Dataset records:
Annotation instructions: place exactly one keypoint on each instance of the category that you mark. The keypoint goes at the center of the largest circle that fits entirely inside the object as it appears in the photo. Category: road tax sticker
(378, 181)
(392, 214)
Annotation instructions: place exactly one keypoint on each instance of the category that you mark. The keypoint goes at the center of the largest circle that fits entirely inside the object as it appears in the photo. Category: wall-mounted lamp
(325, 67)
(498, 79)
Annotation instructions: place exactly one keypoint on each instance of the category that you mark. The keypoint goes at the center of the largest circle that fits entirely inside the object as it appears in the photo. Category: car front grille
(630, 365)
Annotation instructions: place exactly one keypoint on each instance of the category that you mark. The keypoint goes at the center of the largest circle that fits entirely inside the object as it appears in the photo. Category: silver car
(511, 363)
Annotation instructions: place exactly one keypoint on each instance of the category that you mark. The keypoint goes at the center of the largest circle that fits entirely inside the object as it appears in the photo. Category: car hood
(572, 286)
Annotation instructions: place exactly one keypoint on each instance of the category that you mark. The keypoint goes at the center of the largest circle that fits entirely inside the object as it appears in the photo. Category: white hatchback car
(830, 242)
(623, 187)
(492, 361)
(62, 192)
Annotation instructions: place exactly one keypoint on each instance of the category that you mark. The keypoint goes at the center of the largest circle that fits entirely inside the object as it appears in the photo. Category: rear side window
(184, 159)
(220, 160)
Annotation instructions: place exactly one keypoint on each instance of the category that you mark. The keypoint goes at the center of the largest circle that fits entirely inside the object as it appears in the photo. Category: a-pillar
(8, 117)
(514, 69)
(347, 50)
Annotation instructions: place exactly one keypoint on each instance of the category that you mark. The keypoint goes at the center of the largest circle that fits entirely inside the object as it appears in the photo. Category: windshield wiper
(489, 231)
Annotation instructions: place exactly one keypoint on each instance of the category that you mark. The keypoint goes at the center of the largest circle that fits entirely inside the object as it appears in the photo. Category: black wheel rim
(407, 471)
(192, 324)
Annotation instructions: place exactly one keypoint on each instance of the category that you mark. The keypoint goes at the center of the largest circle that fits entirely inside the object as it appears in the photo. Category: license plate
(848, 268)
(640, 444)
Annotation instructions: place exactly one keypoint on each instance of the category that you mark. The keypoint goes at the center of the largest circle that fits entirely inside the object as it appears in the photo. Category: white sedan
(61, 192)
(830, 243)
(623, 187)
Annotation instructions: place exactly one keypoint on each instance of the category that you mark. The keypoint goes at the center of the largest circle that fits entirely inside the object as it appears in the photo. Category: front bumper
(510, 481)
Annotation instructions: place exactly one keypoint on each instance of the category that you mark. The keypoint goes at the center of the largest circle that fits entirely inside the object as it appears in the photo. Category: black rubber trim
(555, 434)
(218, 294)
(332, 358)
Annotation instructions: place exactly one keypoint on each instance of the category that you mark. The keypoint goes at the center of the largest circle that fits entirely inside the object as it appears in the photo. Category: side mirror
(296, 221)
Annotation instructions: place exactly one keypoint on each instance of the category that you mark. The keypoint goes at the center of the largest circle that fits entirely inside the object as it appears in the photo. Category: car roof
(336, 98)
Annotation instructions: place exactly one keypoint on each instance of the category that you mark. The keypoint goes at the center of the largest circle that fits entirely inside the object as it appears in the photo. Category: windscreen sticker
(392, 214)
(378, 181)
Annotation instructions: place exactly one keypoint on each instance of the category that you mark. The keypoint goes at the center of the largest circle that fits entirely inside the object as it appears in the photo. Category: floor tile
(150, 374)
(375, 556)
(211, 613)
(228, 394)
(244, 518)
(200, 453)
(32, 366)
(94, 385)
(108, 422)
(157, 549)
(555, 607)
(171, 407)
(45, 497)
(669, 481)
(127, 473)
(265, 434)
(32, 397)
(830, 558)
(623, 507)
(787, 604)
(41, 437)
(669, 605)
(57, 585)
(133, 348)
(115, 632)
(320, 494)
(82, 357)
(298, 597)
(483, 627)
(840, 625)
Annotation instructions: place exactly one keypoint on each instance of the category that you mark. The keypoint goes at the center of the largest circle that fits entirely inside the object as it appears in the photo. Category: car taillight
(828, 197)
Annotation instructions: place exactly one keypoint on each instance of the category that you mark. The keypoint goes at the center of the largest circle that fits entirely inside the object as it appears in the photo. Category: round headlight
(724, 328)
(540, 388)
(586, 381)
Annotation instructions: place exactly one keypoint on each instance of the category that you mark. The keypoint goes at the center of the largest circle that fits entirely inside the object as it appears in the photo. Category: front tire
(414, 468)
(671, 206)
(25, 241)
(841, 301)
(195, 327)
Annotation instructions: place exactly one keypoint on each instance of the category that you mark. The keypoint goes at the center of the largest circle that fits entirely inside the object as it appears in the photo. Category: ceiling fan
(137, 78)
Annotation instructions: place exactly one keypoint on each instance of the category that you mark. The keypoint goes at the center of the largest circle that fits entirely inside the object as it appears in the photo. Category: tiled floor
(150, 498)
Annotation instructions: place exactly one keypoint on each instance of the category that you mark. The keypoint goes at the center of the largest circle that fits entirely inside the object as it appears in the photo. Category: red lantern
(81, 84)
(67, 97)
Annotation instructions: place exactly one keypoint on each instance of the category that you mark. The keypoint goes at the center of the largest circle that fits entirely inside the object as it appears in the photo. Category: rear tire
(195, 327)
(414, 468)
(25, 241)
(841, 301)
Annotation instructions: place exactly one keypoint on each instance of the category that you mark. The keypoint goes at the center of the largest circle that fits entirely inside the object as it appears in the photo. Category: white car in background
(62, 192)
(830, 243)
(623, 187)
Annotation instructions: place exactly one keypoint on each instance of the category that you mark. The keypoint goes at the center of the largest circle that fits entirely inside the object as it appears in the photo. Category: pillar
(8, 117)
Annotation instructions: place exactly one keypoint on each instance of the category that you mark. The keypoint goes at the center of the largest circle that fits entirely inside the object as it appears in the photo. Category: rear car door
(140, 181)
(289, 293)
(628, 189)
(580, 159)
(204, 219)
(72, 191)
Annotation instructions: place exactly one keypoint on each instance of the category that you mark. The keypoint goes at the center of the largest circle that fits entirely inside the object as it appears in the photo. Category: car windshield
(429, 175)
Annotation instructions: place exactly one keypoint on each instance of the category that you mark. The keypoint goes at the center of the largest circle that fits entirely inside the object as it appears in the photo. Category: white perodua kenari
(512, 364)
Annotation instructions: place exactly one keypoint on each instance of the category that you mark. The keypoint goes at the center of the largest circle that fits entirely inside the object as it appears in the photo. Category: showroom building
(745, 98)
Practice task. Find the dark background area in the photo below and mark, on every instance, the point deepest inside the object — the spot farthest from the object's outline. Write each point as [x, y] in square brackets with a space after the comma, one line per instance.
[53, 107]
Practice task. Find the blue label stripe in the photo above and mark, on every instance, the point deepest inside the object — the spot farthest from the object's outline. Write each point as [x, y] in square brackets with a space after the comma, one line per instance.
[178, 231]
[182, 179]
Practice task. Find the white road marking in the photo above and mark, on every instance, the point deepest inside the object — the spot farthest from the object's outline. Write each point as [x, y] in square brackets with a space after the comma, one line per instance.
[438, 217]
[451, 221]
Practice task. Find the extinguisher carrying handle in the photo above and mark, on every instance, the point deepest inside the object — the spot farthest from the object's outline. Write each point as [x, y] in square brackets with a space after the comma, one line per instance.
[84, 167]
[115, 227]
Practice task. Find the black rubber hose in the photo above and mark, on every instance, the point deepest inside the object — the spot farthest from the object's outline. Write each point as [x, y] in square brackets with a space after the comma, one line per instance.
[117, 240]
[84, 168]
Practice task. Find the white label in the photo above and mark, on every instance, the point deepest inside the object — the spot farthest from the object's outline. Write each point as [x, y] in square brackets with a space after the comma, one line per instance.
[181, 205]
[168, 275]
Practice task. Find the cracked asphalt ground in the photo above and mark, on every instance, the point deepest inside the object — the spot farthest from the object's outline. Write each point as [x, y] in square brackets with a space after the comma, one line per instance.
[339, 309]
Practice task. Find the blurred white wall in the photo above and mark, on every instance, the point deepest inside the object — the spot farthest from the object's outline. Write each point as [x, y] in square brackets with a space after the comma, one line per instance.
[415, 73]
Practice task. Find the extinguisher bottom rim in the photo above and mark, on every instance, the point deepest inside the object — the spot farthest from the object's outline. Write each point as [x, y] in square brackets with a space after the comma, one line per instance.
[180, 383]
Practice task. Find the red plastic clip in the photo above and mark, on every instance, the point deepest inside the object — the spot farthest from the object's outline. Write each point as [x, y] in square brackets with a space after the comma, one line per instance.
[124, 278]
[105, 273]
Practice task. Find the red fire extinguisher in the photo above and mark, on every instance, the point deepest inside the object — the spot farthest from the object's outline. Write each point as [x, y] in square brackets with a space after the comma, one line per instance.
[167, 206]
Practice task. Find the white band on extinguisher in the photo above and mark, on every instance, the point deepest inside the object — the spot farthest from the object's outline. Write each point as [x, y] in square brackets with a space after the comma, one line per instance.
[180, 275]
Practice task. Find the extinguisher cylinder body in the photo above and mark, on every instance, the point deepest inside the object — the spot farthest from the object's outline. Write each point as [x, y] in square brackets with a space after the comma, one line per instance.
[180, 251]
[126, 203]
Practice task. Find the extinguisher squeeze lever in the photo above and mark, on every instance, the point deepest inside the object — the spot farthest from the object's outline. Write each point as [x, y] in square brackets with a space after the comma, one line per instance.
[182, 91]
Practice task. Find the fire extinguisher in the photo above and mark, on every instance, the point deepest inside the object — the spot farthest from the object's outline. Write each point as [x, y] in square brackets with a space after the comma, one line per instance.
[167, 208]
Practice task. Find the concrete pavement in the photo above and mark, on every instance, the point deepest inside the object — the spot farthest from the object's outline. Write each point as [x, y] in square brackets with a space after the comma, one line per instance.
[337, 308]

EXERCISE:
Where the line containing "Practice task. Find the concrete" appears, start copying, and go on exactly through the last line of the data.

WRITTEN ANSWER:
Practice task. Find the concrete pavement in the photo above and mark, on every instance, the point deepest inside the object — the spot farthest from the object's outline. Write each point as [x, y] in square brackets with a space after the comma, one line per instance.
[337, 308]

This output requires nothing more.